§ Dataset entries
========
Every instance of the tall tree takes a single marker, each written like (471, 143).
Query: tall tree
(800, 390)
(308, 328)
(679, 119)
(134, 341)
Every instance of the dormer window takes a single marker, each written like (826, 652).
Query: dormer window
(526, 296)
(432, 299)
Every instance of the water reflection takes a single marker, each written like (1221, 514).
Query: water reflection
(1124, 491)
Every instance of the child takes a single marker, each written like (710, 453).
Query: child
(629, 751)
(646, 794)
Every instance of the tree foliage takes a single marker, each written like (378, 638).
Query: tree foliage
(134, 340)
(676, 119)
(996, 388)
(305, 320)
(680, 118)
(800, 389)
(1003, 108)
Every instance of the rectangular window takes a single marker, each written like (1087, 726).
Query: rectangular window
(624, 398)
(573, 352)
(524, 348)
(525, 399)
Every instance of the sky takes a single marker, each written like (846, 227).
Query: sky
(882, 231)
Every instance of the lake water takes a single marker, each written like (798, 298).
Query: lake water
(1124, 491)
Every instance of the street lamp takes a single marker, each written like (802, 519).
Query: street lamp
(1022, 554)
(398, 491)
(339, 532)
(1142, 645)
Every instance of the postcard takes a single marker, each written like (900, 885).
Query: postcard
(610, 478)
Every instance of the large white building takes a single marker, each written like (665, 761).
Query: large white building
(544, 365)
========
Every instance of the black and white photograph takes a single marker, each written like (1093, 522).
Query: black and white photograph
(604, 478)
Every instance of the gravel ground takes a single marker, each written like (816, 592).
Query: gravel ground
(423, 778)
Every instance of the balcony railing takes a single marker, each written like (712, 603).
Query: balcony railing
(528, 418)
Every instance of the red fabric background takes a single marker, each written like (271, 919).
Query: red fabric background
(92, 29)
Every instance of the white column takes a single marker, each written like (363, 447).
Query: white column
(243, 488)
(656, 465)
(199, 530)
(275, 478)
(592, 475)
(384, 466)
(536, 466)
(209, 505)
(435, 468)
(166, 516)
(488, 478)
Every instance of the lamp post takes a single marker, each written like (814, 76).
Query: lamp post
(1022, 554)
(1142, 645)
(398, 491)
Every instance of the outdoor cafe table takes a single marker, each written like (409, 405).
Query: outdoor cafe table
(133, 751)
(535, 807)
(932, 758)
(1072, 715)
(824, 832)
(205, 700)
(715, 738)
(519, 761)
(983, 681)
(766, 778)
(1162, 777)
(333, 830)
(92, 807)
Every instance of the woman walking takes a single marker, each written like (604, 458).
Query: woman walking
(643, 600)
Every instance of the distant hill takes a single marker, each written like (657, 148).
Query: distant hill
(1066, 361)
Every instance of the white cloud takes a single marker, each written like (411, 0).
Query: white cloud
========
§ Goal of the exercise
On how many lines above does the word "cloud" appear? Answer with that figure only.

§ Result for this exercise
2